Task to complete.
Going down the data below, set down exactly the line with "Return the segmentation of every instance of the <item>mountain" and each line after it through the line with "Return the segmentation of every instance of the <item>distant"; no other lines.

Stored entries
○ ○ ○ ○
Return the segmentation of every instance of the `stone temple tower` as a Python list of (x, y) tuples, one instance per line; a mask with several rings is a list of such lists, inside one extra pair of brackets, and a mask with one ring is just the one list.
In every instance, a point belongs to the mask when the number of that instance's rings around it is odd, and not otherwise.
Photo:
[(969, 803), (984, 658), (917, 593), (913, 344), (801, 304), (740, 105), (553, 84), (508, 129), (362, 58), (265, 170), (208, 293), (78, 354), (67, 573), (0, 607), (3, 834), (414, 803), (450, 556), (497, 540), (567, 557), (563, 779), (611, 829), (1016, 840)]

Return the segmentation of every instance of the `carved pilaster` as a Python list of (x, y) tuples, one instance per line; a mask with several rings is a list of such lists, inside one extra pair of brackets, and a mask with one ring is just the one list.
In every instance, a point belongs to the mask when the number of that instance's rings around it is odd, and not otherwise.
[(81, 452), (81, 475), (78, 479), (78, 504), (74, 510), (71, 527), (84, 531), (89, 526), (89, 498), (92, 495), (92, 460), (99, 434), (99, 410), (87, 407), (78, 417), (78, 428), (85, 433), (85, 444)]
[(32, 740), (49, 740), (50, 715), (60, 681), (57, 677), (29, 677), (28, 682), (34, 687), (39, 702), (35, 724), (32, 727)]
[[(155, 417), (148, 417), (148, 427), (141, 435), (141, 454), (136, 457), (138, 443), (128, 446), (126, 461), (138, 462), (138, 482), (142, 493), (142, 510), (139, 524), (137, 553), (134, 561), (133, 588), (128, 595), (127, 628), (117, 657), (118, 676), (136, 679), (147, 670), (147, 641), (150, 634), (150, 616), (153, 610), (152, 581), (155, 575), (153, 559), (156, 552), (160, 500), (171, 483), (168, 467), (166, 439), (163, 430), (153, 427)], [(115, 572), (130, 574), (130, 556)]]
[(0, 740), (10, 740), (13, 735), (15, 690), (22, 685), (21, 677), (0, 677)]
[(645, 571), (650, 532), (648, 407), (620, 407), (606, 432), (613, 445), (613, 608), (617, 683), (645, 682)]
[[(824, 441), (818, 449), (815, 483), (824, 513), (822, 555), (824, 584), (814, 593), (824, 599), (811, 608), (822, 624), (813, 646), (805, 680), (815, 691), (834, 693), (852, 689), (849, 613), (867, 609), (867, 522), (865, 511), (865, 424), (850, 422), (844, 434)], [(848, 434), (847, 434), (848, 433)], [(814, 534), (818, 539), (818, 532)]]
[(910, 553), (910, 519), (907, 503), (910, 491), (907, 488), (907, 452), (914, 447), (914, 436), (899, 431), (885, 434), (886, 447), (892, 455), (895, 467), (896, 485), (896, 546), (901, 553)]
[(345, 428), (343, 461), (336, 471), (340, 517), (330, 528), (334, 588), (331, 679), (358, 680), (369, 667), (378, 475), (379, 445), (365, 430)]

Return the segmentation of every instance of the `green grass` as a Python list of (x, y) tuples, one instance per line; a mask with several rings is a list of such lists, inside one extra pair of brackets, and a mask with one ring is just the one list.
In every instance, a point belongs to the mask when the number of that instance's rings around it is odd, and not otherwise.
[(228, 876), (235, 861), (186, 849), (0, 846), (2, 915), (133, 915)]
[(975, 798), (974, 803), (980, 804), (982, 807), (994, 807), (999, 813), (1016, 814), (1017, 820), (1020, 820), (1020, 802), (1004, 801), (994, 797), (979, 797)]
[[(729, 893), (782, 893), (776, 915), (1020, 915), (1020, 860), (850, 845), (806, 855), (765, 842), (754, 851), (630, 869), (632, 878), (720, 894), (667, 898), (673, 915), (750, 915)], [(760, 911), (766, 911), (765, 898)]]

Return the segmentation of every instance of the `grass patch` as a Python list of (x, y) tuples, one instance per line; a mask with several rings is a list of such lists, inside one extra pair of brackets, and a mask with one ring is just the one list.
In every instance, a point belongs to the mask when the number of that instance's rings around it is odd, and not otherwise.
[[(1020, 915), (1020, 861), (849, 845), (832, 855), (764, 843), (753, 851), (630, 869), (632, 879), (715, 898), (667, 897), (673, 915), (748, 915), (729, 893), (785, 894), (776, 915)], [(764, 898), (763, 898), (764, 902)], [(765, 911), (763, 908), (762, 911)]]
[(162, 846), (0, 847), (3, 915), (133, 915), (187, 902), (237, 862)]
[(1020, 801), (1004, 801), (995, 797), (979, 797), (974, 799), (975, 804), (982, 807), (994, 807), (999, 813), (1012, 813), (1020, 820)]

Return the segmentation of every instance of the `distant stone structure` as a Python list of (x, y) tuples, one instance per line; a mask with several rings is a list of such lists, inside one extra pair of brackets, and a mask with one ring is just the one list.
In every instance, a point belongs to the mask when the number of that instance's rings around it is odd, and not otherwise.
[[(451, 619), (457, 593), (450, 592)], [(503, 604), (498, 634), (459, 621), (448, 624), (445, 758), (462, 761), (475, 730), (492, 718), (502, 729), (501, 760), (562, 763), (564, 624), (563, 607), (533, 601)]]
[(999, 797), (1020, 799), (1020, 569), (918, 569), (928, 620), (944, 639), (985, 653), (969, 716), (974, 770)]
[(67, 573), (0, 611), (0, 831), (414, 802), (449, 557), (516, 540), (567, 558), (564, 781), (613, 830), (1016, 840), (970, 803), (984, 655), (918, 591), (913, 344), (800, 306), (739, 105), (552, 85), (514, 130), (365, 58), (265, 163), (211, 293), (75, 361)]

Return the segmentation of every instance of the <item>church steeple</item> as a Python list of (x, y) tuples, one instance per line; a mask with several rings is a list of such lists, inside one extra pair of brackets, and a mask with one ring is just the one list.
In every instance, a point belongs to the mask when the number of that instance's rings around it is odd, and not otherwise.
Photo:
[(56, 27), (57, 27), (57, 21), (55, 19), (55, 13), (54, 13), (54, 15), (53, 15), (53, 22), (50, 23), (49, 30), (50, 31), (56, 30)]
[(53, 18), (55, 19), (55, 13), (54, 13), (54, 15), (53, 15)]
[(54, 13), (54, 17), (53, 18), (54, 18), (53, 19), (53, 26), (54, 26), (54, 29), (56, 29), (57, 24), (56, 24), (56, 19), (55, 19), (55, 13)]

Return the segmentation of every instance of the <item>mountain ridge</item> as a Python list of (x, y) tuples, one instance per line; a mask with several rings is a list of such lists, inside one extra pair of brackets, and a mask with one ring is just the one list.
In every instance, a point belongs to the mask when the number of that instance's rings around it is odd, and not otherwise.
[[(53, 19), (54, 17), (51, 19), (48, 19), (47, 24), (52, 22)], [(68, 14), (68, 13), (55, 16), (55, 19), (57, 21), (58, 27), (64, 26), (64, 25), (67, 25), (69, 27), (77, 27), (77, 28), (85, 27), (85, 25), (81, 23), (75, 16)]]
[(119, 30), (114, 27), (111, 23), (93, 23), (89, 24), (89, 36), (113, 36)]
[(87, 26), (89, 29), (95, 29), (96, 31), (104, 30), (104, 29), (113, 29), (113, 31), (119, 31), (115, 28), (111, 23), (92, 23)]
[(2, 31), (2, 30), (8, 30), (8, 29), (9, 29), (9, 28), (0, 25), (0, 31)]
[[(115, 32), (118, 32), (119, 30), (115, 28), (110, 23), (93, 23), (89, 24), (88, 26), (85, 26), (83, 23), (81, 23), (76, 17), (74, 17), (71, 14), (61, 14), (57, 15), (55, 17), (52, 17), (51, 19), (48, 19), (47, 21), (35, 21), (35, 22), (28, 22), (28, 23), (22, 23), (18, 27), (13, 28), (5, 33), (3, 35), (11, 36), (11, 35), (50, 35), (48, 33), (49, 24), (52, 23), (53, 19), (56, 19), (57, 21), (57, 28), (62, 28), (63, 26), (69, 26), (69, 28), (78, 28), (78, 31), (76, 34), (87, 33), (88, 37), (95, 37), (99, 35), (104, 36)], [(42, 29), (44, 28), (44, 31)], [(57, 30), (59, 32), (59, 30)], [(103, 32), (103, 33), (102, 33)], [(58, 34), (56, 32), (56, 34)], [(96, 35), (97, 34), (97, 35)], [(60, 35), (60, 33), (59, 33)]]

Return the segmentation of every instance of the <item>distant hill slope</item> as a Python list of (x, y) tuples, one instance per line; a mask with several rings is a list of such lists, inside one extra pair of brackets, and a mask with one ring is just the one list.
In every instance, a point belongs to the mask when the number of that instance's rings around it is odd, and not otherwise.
○ ○ ○ ○
Worked solution.
Return the segmentation of every instance of the <item>mountain ridge</item> as a Python list of (x, y) tuples, one instance per line; a mask with several rings is a list of such lists, inside one extra pair of brackets, and a mask with one ring is just the one list.
In every instance, a point belongs to the mask when the number of that instance's rings around it is odd, and not otherwise.
[[(53, 19), (54, 17), (51, 19), (48, 19), (47, 24), (52, 22)], [(68, 14), (68, 13), (55, 16), (55, 19), (57, 21), (58, 27), (64, 26), (64, 25), (67, 25), (69, 27), (77, 27), (77, 28), (85, 27), (85, 25), (81, 23), (75, 16)]]
[(119, 30), (114, 27), (111, 23), (93, 23), (89, 24), (89, 36), (113, 36)]
[(87, 26), (89, 29), (95, 29), (96, 31), (104, 30), (104, 29), (113, 29), (113, 31), (119, 31), (115, 28), (111, 23), (92, 23)]
[(2, 31), (2, 30), (8, 30), (8, 29), (9, 29), (9, 28), (0, 25), (0, 31)]
[[(115, 32), (118, 32), (119, 30), (115, 28), (110, 23), (93, 23), (89, 24), (88, 26), (85, 26), (83, 23), (81, 23), (76, 17), (74, 17), (71, 14), (61, 14), (57, 15), (55, 17), (52, 17), (51, 19), (48, 19), (47, 21), (35, 21), (35, 22), (28, 22), (28, 23), (22, 23), (18, 27), (13, 28), (5, 33), (3, 35), (11, 36), (11, 35), (50, 35), (48, 33), (49, 24), (52, 23), (53, 19), (56, 19), (57, 21), (57, 28), (62, 28), (63, 26), (69, 26), (69, 28), (78, 28), (78, 31), (76, 34), (87, 33), (88, 37), (95, 37), (99, 35), (104, 36)], [(42, 29), (44, 28), (44, 31)], [(57, 30), (59, 32), (59, 30)], [(103, 32), (103, 33), (102, 33)], [(58, 34), (56, 32), (56, 34)], [(96, 35), (97, 34), (97, 35)], [(60, 35), (60, 33), (59, 33)]]

Return the segmentation of every instance of the <item>distant hill slope</item> as a Python list of (x, y) tuples, one instance per line; a mask with several rings is a list of such lists, inside one extra pair of brackets, and a mask with one ring is just the one list.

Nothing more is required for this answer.